### WHAT THIS EXERCISE ASKS
**a)** According to the court opinion, under which rule did the Defendants ask for sanctions against the plaintiff and his counsel?
**b)** Please restate the stretch of the court opinion from "Plaintiff Richard Ehrlich" through "conduct further discovery.", swapping "partial summary judgment" for "full summary judgment".
** start SELECTION **
The opinion of the court was delivered by: ROBERT W. SWEET
This is an action brought by a former partner against his law firm, alleging that his discharge violated provisions of the Employee Retirement Income and Security Act of 1974, 29 U.S.C. §§ 1001-1461 ("ERISA"), the Consolidated Omnibus Reconciliation Act of 1985, 29 U.S.C. §§ 1161-1169 ("COBRA"), and state common law. Defendants Edwin A. Howe, Jr., Laurence M. Addington, Susan D. Harrington, Steven B. Callahan, Bruce E. Hood, and Anne L. Strassner, individually and as members of the law firm partnership-in-dissolution known as Sann & Howe and as members of the successor law firm partnership operating under the name of Sann & Howe (collectively, the "Defendants") have moved for orders pursuant to Rule 56, Fed. R. Civ. P., granting them summary judgment and dismissing the plaintiff's complaint in its entirety, pursuant to 29 U.S.C. § 1132(g)(1) awarding them costs and attorney's fees in this action, and pursuant to Rule 11, Fed. R. Civ. P., imposing sanctions against the plaintiff and his counsel.
Plaintiff Richard Ehrlich ("Ehrlich") has moved for orders pursuant to Rule 56, Fed. R. Civ. P., granting him partial summary judgment on counts II and III of his complaint and denying the Defendants' motion for summary judgment, sanctions, and other relief, and pursuant to Rules 26 and 30, Fed. R. Civ. P. and Rule 612, Fed. R. Evid., granting him the right to review certain documents previously withheld from discovery and to conduct further discovery.
For the following reasons, the Defendants' motion for summary judgment is granted in part and denied in part, and their motion for costs, fees, and sanctions is denied. Ehrlich's motion for summary judgment is granted in part and denied in part, as is his motion for discovery.
** end SELECTION **
** start LISTING **
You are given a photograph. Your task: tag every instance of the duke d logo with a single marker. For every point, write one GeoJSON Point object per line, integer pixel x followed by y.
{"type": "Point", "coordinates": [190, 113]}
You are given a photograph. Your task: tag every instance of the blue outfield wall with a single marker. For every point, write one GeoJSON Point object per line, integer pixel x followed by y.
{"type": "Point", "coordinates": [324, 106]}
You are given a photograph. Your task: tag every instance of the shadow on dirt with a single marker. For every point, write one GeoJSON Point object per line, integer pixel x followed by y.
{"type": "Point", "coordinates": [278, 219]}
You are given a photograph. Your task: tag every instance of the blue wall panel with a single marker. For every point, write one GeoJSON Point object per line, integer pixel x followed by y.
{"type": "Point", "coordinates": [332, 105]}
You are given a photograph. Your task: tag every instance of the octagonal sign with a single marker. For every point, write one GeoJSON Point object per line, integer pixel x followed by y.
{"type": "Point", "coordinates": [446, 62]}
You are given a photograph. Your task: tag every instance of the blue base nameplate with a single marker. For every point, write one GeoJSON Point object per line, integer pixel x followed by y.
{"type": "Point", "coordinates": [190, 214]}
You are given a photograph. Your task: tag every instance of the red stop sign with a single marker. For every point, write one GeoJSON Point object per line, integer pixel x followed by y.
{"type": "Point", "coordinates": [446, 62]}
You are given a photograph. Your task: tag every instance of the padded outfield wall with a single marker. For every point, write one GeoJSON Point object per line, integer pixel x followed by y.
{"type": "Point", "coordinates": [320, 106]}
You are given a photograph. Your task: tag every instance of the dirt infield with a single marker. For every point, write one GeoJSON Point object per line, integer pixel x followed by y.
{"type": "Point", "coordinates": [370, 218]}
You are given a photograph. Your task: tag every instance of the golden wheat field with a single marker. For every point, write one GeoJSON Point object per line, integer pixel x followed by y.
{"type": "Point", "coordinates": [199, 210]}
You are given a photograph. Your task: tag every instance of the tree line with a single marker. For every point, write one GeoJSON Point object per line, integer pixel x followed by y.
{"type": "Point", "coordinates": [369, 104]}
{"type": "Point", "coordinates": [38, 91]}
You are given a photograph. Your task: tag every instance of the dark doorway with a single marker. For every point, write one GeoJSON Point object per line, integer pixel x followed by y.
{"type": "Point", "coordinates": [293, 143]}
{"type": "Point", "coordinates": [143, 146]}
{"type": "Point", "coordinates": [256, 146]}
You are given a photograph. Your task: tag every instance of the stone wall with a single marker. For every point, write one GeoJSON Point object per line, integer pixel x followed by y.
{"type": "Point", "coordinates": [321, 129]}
** end LISTING **
### SOLUTIONS
**a)** Rule 11, Fed. R. Civ. P.

**b)**
Plaintiff Richard Ehrlich ("Ehrlich") has moved for orders pursuant to Rule 56, Fed. R. Civ. P., granting him full summary judgment on counts II and III of his complaint and denying the Defendants' motion for summary judgment, sanctions, and other relief, and pursuant to Rules 26 and 30, Fed. R. Civ. P. and Rule 612, Fed. R. Evid., granting him the right to review certain documents previously withheld from discovery and to conduct further discovery.